**Stated problem**
Reproduce word for word the lines of the material below, from the line with "Kindly point to the dark wood floor" through the last line of the material.
[begin The data]
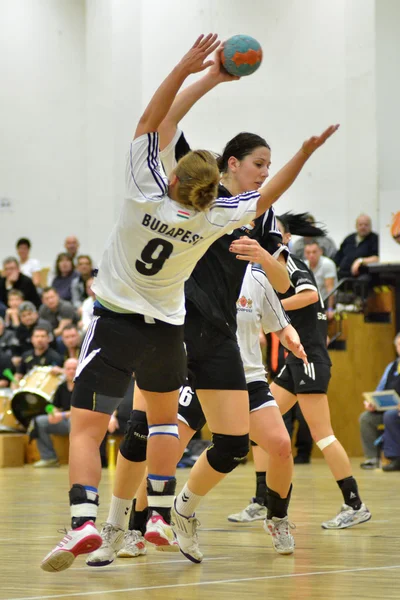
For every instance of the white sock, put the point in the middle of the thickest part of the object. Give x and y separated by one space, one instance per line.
186 502
119 511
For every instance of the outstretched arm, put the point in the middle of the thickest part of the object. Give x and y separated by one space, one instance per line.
193 62
287 175
189 96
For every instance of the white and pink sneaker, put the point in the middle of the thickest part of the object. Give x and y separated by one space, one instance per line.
82 540
159 533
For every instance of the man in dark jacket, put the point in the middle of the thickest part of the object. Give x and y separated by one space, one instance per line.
14 279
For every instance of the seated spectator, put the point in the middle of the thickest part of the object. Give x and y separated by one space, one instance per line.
14 279
6 367
326 243
357 250
71 342
15 299
84 269
87 306
30 319
65 274
71 245
8 340
57 422
40 356
324 270
57 312
28 266
371 418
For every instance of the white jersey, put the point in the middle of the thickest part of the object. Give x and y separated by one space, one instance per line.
156 242
258 306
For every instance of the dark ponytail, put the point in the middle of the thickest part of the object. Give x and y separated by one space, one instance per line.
240 146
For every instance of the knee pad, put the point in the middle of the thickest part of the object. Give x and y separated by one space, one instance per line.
227 451
325 442
134 445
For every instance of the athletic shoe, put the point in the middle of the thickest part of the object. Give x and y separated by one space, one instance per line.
370 463
282 539
112 538
134 545
347 517
160 534
185 529
82 540
252 512
46 463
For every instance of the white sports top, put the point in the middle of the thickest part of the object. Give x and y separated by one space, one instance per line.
258 306
156 242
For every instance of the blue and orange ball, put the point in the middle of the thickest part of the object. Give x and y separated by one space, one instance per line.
242 55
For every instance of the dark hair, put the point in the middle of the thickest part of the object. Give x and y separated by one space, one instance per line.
14 292
23 242
240 146
69 327
40 328
299 224
60 257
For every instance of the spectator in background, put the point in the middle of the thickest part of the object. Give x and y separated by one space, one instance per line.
14 279
57 422
358 249
14 300
84 269
324 270
40 356
71 341
370 419
8 340
65 274
87 306
30 319
71 245
326 243
57 312
28 266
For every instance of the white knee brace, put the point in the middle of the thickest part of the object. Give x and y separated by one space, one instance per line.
325 442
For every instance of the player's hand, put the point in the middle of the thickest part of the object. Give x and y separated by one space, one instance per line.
248 249
217 70
113 424
55 417
316 141
195 61
369 406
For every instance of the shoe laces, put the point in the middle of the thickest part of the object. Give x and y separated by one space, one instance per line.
107 532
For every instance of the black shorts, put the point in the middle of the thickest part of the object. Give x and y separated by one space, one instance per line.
189 409
260 395
214 359
298 378
191 412
117 345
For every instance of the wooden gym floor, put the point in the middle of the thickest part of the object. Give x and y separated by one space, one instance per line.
361 562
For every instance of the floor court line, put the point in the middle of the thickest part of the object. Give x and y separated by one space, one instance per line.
200 583
144 564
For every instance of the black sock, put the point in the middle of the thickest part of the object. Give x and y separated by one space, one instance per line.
138 519
261 487
349 489
277 506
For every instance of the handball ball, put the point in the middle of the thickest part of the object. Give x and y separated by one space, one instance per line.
241 55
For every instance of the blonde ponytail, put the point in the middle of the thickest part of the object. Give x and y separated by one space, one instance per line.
198 177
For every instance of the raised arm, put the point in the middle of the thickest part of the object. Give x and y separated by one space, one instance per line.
189 96
194 61
287 175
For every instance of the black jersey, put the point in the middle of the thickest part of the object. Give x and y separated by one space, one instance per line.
215 283
310 322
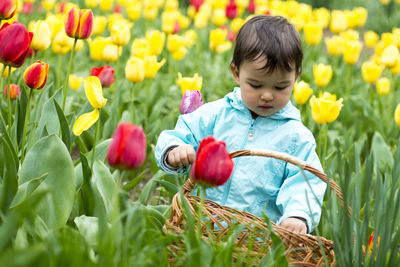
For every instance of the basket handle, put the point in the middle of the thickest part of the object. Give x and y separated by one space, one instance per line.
190 183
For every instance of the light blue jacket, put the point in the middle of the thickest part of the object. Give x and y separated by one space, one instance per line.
257 184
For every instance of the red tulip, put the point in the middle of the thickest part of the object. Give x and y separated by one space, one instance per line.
15 41
8 8
79 23
27 8
15 91
196 3
231 10
213 165
35 76
105 74
128 147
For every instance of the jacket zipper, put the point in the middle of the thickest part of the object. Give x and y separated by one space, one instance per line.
249 136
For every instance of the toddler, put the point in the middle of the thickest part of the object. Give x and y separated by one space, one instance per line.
258 114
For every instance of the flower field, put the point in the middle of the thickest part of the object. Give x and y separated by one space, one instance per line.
87 86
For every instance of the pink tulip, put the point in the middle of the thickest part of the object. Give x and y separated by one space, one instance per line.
191 100
213 165
128 147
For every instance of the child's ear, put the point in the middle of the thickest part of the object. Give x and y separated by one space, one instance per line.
235 72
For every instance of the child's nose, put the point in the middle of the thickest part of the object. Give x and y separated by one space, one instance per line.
267 96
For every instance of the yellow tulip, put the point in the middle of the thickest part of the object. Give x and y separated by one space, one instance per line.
41 36
190 37
94 92
322 74
236 24
326 108
5 71
361 14
85 121
351 51
322 16
99 24
140 48
96 47
219 18
390 56
189 83
151 66
397 115
371 71
334 45
120 33
134 9
62 44
106 5
134 69
313 33
175 42
218 42
168 20
302 92
156 40
55 23
74 82
150 12
383 86
370 38
338 21
92 3
111 52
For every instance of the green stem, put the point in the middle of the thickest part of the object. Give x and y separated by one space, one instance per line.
25 123
325 145
8 100
68 72
95 139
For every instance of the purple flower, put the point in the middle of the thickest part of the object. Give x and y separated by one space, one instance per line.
191 100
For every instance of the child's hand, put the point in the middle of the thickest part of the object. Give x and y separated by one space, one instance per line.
295 225
181 155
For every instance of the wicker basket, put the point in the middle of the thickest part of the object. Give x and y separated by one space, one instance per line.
253 241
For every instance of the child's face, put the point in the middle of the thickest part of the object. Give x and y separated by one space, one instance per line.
263 93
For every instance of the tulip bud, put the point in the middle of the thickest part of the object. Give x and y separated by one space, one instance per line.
191 100
134 69
15 91
383 86
75 82
213 165
128 147
322 74
302 92
397 115
105 74
94 92
79 23
35 76
326 108
15 41
8 8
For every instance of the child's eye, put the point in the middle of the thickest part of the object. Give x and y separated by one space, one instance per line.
255 86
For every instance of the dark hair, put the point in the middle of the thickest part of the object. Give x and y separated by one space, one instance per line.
272 37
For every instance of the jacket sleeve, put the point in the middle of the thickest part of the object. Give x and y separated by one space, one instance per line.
302 193
190 129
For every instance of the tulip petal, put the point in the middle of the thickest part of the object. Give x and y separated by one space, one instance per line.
85 121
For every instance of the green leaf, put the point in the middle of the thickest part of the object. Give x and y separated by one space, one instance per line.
382 154
66 135
49 155
104 184
10 180
25 189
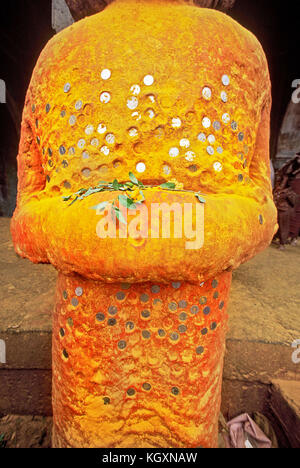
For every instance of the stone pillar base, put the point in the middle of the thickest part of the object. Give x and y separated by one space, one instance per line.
138 365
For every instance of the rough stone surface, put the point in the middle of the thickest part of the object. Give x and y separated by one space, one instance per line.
61 16
264 321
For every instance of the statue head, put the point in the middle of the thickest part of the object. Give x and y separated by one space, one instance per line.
82 8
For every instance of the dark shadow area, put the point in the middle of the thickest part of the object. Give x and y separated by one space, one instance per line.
25 27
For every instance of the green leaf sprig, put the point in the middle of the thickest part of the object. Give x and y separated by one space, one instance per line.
126 200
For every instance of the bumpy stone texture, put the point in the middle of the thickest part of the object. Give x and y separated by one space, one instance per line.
139 365
186 92
185 49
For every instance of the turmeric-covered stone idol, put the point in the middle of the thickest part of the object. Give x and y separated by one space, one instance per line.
144 180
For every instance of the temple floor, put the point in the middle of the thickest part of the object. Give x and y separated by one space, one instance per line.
259 373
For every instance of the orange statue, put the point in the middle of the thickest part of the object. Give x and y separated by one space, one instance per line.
167 91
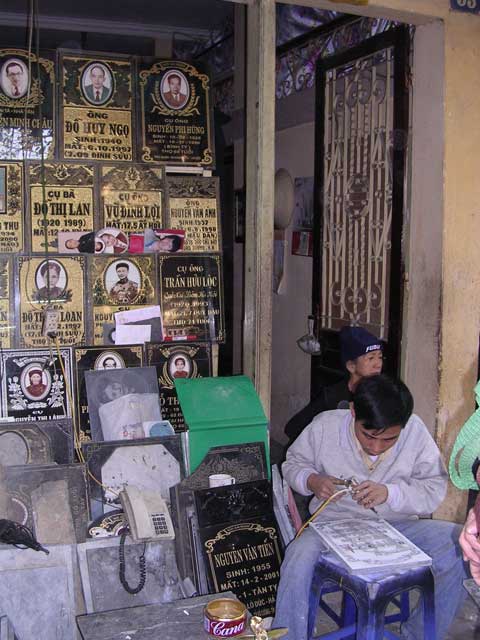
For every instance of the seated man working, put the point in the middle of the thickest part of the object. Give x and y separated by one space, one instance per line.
401 474
361 354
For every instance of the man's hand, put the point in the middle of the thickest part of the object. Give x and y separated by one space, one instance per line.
370 494
322 486
471 545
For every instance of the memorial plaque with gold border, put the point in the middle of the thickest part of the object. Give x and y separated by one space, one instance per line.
194 207
58 282
11 207
27 105
96 102
133 198
191 296
172 361
175 113
241 542
118 288
99 358
33 384
7 316
65 202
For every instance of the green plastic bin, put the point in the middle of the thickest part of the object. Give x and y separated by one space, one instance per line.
221 411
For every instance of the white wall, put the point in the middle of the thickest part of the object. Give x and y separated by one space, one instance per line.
294 151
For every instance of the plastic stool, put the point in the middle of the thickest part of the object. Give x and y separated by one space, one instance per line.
371 595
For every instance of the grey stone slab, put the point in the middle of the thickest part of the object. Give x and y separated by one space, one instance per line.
37 592
22 486
181 620
99 569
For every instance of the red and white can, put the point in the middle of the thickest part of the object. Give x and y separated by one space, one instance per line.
225 618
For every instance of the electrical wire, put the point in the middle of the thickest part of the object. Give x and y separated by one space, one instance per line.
324 504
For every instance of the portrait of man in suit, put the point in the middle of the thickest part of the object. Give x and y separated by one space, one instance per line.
174 90
97 83
52 275
14 78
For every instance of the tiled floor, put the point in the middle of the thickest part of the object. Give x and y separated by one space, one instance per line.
465 627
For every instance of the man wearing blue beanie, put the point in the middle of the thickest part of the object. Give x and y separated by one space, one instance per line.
361 354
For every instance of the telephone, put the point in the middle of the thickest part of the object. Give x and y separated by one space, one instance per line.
147 514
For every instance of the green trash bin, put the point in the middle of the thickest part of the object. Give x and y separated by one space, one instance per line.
221 411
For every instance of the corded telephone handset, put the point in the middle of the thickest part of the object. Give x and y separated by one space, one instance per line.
147 514
148 518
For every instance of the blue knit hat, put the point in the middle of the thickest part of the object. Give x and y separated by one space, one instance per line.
356 342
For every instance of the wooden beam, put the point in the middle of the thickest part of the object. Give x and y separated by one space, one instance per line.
260 164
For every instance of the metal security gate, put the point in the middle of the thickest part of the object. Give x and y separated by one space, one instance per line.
361 134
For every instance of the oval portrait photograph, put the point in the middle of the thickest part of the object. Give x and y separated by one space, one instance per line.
123 282
35 382
97 83
109 360
51 280
175 89
179 366
14 78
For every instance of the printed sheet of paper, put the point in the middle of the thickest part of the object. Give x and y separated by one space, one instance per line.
370 545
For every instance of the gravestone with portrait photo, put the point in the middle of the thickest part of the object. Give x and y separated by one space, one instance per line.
118 284
122 403
11 207
33 384
59 192
133 197
191 296
175 361
7 312
99 359
27 105
96 107
152 464
55 281
176 113
194 207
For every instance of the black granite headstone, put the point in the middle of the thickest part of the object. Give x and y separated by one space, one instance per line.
241 542
36 442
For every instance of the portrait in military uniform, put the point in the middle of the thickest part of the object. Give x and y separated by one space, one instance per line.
122 282
51 281
14 78
180 366
175 89
97 83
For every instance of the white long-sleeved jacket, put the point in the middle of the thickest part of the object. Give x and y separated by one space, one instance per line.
413 471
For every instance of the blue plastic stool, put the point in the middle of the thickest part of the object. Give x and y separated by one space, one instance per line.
366 598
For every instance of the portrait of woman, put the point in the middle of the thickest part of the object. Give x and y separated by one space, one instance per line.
35 382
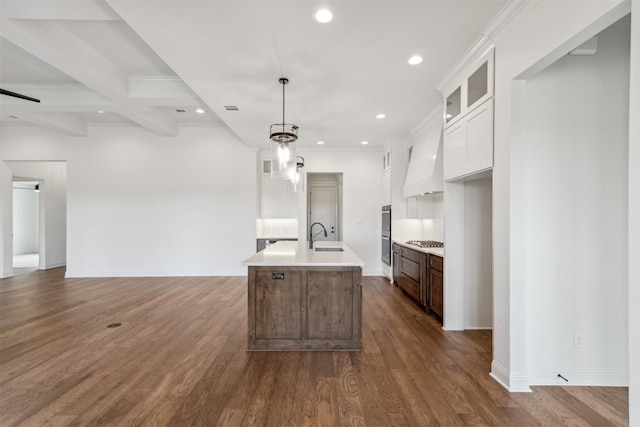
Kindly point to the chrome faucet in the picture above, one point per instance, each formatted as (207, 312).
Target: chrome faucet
(311, 235)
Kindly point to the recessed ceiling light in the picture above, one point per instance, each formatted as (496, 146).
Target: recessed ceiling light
(323, 16)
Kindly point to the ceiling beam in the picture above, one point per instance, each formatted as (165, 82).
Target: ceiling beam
(57, 10)
(50, 42)
(59, 122)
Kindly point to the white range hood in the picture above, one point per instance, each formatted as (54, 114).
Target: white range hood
(424, 174)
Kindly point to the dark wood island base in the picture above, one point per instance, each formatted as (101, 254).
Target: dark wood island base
(305, 308)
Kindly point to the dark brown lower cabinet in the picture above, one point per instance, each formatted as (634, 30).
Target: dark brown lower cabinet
(413, 279)
(421, 277)
(304, 307)
(396, 263)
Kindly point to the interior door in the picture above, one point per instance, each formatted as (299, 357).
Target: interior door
(323, 208)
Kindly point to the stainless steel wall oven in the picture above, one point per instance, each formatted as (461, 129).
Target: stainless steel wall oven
(386, 234)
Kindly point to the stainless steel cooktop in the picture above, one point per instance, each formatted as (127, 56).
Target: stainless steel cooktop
(426, 243)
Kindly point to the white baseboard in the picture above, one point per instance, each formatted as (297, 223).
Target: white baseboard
(55, 265)
(595, 378)
(518, 383)
(81, 274)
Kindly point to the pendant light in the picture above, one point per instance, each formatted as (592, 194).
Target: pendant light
(283, 144)
(296, 177)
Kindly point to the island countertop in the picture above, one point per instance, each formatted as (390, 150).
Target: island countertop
(297, 253)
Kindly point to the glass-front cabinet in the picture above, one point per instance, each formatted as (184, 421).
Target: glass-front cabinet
(478, 84)
(453, 105)
(472, 91)
(468, 121)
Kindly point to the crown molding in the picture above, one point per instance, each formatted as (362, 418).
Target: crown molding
(493, 32)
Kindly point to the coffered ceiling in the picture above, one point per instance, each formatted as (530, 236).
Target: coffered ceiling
(152, 63)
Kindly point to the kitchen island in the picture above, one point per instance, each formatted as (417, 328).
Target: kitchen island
(304, 299)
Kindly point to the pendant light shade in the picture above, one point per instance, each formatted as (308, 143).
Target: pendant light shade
(296, 176)
(283, 144)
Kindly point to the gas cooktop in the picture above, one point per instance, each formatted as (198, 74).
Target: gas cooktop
(426, 243)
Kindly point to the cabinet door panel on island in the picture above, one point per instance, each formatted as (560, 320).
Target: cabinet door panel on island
(329, 305)
(276, 295)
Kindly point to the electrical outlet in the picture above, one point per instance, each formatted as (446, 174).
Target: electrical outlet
(578, 340)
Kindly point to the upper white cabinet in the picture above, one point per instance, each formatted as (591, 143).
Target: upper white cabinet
(468, 143)
(386, 160)
(386, 187)
(468, 133)
(277, 198)
(419, 207)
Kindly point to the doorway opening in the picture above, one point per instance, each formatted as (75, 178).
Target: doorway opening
(324, 205)
(27, 225)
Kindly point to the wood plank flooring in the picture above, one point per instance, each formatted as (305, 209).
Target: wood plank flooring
(179, 359)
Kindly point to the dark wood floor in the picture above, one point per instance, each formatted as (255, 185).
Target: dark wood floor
(179, 359)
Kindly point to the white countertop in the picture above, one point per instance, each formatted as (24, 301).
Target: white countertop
(433, 251)
(297, 253)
[end The data]
**The completed task**
Kindly point to the dark wood floor in the picture above, one point per instance, each formatted as (255, 185).
Target: dark wood floor
(179, 359)
Kindly point to the white countertop in the picture above, one point per instance, each formatted as (24, 301).
Target: white countertop
(433, 251)
(297, 253)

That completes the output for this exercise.